--- Start of DOCUMENT SEGMENT ---

With that, I’ll hand it over to Dave Peck, for the exploration update.

Dave Peck

Thank you, Jim and good morning everyone. In May of this year, our Board approved a $6 million increase to the 2014 exploration program at Lac des Iles. The expanded $10 million exploration budget will support 40,000 meters of surface and underground resource drilling on the Offset Zone deposit.

In March the Company published a new 43-101 technical report for Lac des Iles, which contained a major revision to our resource and reserve classifications. This change included the reporting for the first time of both higher grade hangingwall zone resources and lower grade footwall zone resources, in both the Offset and Roby Zone deposits.

Currently there are no Offset Zone reserves below the 1065 mine level. This being the lower most level for the Phase I mine plan and only a small mainly inferred resource exist in the Offset Zone deposit below this level. The Company believes that in excess of 10 million tonnes of lower Offset, hangingwall zone resources will be required to support a Phase II mine expansion.

Accordingly the primary objective of this year’s Lac des Iles exploration program is to delineate a resource of this size in the lower part of the Offset Zone. Referring to Slide 5, in the presentation, a vertical longitudinal projection, you can see that the Offset Zone deposit is divided into five different grade thickness domains. The thickest part of the deposit is referred to as the central Offset Zone. Domain number 4 on the figure. This area of thickening is modeled as having a channel like structure and a steep southerly plunge.

The current drilling program will as a major focus attempt to extend the central Offset Zone resource to depths of approximately 1,600 meters below surface, using a combination of long surface holes, surface wedge drilling, and shorter underground holes. The second objective of the current program is to convert inferred resources to measured and indicated category in the upper northern part of the Offset Zone. Domains number 2 and 3 on the figure.

--- End of DOCUMENT SEGMENT ---

■ **PROBLEM DESCRIPTION**: In the exploration update, how many meters of drilling will the expanded $10 million budget support on the Offset Zone deposit? You won't need the items for this exercise.

--- Start of DATA PROVIDED ---

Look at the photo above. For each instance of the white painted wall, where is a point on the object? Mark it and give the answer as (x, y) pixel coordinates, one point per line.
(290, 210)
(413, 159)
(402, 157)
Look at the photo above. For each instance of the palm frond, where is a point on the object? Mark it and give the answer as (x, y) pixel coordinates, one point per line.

--- End of DATA PROVIDED ---

■ **SOLUTION FOR THIS PROBLEM**: 40,000 meters of surface and underground resource drilling.